(Exercise brief):
Repeat the listing exactly as given, omitting every image.

%%

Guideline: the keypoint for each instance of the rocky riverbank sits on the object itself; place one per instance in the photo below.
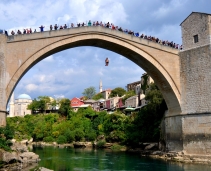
(18, 159)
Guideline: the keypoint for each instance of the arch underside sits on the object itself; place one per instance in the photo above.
(143, 59)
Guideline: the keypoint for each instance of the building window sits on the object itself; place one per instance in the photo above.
(195, 38)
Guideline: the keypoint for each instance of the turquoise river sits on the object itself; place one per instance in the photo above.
(70, 159)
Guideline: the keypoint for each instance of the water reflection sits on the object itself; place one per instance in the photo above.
(68, 159)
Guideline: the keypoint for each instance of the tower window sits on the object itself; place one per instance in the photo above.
(196, 38)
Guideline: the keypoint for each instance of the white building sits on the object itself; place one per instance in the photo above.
(134, 101)
(18, 107)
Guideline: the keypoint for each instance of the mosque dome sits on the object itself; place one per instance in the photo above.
(24, 96)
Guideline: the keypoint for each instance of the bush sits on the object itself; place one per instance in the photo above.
(61, 139)
(100, 144)
(70, 136)
(116, 147)
(79, 134)
(48, 139)
(91, 136)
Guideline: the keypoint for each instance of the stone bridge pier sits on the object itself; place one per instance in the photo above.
(3, 99)
(190, 131)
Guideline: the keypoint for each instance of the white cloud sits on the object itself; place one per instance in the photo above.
(31, 87)
(49, 59)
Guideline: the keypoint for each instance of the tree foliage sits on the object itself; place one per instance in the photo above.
(89, 92)
(117, 91)
(86, 124)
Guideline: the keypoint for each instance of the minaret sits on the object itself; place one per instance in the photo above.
(12, 106)
(101, 86)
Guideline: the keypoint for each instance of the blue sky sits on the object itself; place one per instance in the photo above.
(68, 73)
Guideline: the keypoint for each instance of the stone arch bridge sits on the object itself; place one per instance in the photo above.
(19, 53)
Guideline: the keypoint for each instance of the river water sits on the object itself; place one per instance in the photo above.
(70, 159)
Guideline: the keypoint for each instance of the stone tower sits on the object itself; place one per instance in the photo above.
(101, 86)
(12, 106)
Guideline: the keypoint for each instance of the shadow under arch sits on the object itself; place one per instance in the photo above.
(123, 47)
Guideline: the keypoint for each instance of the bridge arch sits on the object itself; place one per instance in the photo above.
(142, 54)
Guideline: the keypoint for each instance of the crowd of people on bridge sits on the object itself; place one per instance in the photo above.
(106, 25)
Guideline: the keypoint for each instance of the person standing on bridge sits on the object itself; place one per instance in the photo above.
(55, 27)
(106, 62)
(89, 23)
(41, 28)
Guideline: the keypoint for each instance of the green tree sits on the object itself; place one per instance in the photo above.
(117, 91)
(64, 107)
(146, 124)
(89, 92)
(97, 96)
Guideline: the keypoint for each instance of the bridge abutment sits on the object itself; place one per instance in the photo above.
(189, 133)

%%

(Answer to this task):
Guideline: the keypoint for each instance of the rocky riverbank sits on the object itself; place one per instance in the photo below.
(18, 159)
Guideline: the keypoint for each instance of the arch underside sits on the object itself; place one per instance in the photo above.
(143, 59)
Guideline: the keypoint for each instance of the building window sits on the object itself; place one per instance in the photo above.
(195, 38)
Guideline: the keypoint for each instance of the turquoise river sits on the object itself; place one per instance in the photo above.
(70, 159)
Guideline: the keypoint for each instance of the water reflection sits on the object itself; place one per instance in the photo above.
(68, 159)
Guideline: the keypoint for each instance of the tower window sits on the object itself; place one per instance in the photo above.
(196, 38)
Guideline: the keypoint for each instance of the white building sits on the object itself; place one per instance in the photo above.
(134, 101)
(18, 107)
Guideline: the keypoint for each instance of the mosque dome sits on the object itself; place one per instance in the photo above.
(24, 96)
Guideline: the keypoint for each instance of the bush sits on the object itself; place one per instance in the photo above.
(61, 139)
(100, 144)
(70, 136)
(116, 147)
(79, 134)
(48, 139)
(91, 136)
Guideline: the keypoint for each instance of the stone bridge pier sits on the object itself; place one per instance in the photo above.
(3, 99)
(190, 131)
Guideline: the keypoint for each instance of the white cloud sits on the object itself; place one per instance in the photo above.
(31, 87)
(49, 59)
Guideline: the keypoint for each instance of the tree foliage sits on the object itself; place one per instance in the photo above.
(89, 92)
(117, 91)
(86, 124)
Guideline: the keypoint for each instance of the minaret sits on the object itself; place one per instance in the photo above.
(12, 106)
(101, 86)
Guideline: the keypoint for each instance of the blue sky sits on the object itself; place one per instance in the photo above.
(68, 73)
Guideline: the keypoint for each instance of the stone arch bridge sits on the object itself; place one per instance in the photo above.
(19, 53)
Guideline: the keypoint for each instance of the river water sits on the object itself; place one per instance in the photo above.
(70, 159)
Guideline: the keypoint for each instance of the stone tower sits on the object itself; place one per instance in the photo above.
(101, 86)
(12, 106)
Guideline: the keypoint for each instance of the shadow under arch sits on the object itself; place one per instance in the photo above.
(123, 47)
Guideline: the keypoint for each instance of the bridge arch sits on the object itself; place one per instance in the photo above.
(142, 54)
Guideline: the keypoint for each instance of the crowd of people on bridge sits on the object itself; place one per instance in the photo above.
(106, 25)
Guideline: the keypoint for each instance of the person standing on bridge sits on the object itself; place one per instance in the photo above.
(55, 27)
(106, 62)
(89, 23)
(41, 28)
Guideline: the keypoint for each instance of the green tree sits on the object itself; place one per instance in the photo above.
(117, 91)
(64, 107)
(146, 124)
(89, 92)
(97, 96)
Guideline: the keypoint for each instance of the bridge abutment sits on the object itself; place one per instance in the photo above.
(189, 133)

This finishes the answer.